____ ESTRATTO DELLA FONTE

La decisione resa nota a inizio settimana giunge pochi giorni dopo l’umiliazione patita dagli stessi “ribelli” appoggiati dagli USA in seguito a un attacco del Fronte al-Nusra, ovvero l’organizzazione fondamentalista che rappresenta ufficialmente al-Qaeda in Siria. Il Fronte aveva rapito il comandante del gruppo di uomini inviati nel paese dopo essere stati addestrati dagli americani, assieme ad altri sei membri di questo modestissimo manipolo di combattenti.
Per stessa ammissione del Pentagono, i 500 milioni di dollari stanziati dal governo di Washington per addestrare migliaia o decine di migliaia di uomini per combattere l’ISIS hanno dato finora un risultato irrisorio, con appena una sessantina di uomini rispediti in Siria, inevitabilmente impreparati ed esposti agli assalti dei ben più potenti gruppi jihadisti.
L’effetto di questo episodio è stato devastante per il governo e i vertici militari americani, i quali - come i loro stessi uomini in Siria - ritenevano probabilmente che il Fronte al-Nusra e le formazioni ad esso legate potessero agire da alleati di fatto dei guerriglieri sotto la loro protezione.
Questa ipotesi di alleanza o collaborazione resta comunque reale, vista l’inconsistenza dei mercenari di Washington. In tal caso, se anche il regime di Damasco dovesse decidere di non colpire direttamente questi ultimi, un’offensiva contro le forze jihadiste armate potrebbe fornire la giustificazione di una risposta da parte americana, essendo i loro uomini integrati con queste ultime.
Organizzazioni come il Fronte al-Nusra e altre di ispirazione fondamentalista continuano d’altra parte a ricevere assistenza più o meno clandestina da parte degli alleati di Washington, come Turchia, Qatar, Arabia Saudita ed Emirati Arabi.

________

= COMPITI ASSEGNATI =
1 – Rispondi alle domande seguenti in base al brano sulla Siria.
(a) Quanti dollari ha stanziato il governo di Washington per l'addestramento?
(b) Quanti uomini sono stati finora rispediti in Siria?
(c) Oltre al comandante, quanti membri del gruppo ha rapito il Fronte al-Nusra?
2 – Elenca tutti i paesi che il brano sulla Siria indica come alleati di Washington che assistono organizzazioni come il Fronte al-Nusra.
3 – Scrivi il seguito del brano sulla Siria, riprendendo dopo la sua ultima frase.

____ MATERIALE

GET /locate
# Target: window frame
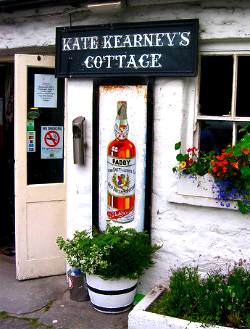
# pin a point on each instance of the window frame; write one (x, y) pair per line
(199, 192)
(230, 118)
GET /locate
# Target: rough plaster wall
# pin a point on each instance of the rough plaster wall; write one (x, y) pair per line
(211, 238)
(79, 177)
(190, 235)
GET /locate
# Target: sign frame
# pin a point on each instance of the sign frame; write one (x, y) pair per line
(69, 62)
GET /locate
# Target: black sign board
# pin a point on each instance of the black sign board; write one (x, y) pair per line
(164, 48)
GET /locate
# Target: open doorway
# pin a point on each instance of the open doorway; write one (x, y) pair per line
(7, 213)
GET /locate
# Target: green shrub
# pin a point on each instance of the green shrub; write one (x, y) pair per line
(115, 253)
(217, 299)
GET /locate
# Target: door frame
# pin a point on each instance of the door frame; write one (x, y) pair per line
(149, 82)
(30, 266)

________
____ MATERIALE

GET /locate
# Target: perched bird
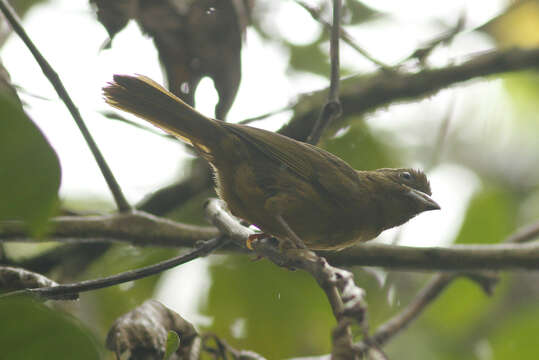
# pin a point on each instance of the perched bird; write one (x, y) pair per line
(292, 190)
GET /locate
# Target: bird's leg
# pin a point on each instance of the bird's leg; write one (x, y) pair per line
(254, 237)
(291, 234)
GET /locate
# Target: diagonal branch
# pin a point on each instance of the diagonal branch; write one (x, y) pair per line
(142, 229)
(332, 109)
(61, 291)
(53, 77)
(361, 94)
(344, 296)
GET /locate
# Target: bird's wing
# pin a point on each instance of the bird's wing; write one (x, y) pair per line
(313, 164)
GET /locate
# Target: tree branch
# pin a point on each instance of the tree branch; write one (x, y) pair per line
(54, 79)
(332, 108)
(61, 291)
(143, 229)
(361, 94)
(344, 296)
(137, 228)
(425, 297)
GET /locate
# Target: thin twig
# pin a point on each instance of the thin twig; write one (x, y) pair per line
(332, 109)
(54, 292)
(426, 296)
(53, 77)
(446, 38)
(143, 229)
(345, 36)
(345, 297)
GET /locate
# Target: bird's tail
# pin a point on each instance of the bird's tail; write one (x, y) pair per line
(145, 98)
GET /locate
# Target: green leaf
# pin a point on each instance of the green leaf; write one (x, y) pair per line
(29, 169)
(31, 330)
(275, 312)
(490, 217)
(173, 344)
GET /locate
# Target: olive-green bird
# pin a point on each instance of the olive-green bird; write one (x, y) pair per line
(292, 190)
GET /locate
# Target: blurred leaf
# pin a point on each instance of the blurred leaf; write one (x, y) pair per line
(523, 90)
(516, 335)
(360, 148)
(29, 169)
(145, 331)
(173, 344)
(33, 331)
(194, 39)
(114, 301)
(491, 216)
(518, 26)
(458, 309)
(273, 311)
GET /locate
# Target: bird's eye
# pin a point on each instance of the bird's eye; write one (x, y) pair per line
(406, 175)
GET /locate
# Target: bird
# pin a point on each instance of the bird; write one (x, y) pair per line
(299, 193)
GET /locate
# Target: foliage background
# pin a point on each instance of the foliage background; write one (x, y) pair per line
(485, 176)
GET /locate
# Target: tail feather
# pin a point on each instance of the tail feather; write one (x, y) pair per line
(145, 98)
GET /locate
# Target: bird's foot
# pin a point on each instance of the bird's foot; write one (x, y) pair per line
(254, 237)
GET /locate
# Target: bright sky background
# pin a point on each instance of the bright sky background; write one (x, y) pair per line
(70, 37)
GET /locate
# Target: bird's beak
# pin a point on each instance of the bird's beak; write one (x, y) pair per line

________

= LE RISPOSTE =
1 –
(a) 500 milioni di dollari.
(b) Appena una sessantina.
(c) Altri sei.

2 – Turchia, Qatar, Arabia Saudita, Emirati Arabi.

3 –
In ogni caso, il gruppo di combattenti addestrati dagli USA appare talmente inefficace da rendere virtualmente indistinguibile la natura offensiva o difensiva di un eventuale operazione in cui esso potrebbe trovarsi coinvolto. Il ruolo delle poche decine di uomini spediti in Siria, perciò, sembra essere precisamente quello di provocare un attacco delle forze del regime per stabilire una sorta di casus belli che giustifichi l’offensiva americana diretta contro Assad.
Tutti i segnali delle ultime settimane indicano d’altra parte un’evoluzione del conflitto in Siria verso una nuova guerra aperta per il cambio di regime. In particolare, l’ennesima svolta strategica americana in Medio Oriente ha accelerato i preparativi in questo senso. L’amministrazione Obama ha cioè scaricato i guerriglieri curdi, che fino ad ora avevano rappresentato il partner principale nella lotta all’ISIS, per ottenere l’ingresso nelle ostilità della Turchia.
Ankara, com’è noto da tempo, vede con maggiore preoccupazione la formazione di un’entità autonoma curda nel nord della Siria e la permanenza al potere di Assad che non l’espansione dell’ISIS. A questo scopo, il governo del presidente Erdogan e del premier Davutoglu spinge per la creazione di una no-fly zone oltre il proprio confine meridionale, sia per scongiurare il consolidamento di uno stato curdo di fatto indipendente sia per organizzare al meglio un’offensiva contro le forze di Damasco.
Tramite il recente accordo con la Turchia, gli Stati Uniti hanno da parte loro avallato questo progetto illegale, il quale, assieme alla decisione di questa settimana di rispondere agli attacchi del regime siriano, segna una tappa fondamentale nella guerra contro Assad, scatenata ormai più di quattro anni fa.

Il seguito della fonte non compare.